ÉNONCÉ:
Poursuivez le texte sur l'accord du clavier, en enchaînant directement après sa dernière phrase.

EXTRAIT DE PAGE:
----------
Partons à nouveau ici du mi bémol ; on accorde tous les mi b du clavier. Puis à partir du plus grave, on fait sonner l’harmonique qui donne deux octaves plus une tierce, un sol (il s’agit donc de la cinquième harmonique). Entre ce mi b et ce sol on resserre de manière égale les quatre quintes mi b – si b, si b – fa, fa – do et do – sol. Il faut en effet resserrer quelque peu ces quintes pour les faire entrer dans la tierce naturelle, puisque celle-ci est plus petite que la pythagoricienne (résultant de la succession de quatre quintes naturelles).
----------
DONNÉES FOURNIES:
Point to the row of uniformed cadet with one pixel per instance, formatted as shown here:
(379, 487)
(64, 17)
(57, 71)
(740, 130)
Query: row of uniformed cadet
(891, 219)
----------
RÉPONSE:
IV 2 Différences entre tierces naturelles et pythagoriciennes


https://www.youtube.com/watch?v=AsxTMLWjwSQ

Comparaison tierce pythagoricienne-tierce naturelle

Avant de poursuivre, je voudrais revenir encore sur la différence entre ces deux sortes de tierces majeures, la naturelle et la pythagoricienne, car c’est un point crucial pour comprendre ces questions d’accord, je vous la fais entendre en comparant les tierces la-do dièse et les tierces fa-la, sur les deux instruments, l’un accordé en pythagoricien (le virginal italien), l’autre en mésotonique (le clavicorde). Cette comparaison de tierces autour du la est possible du fait que les deux instruments ont le même la à 415 Hz.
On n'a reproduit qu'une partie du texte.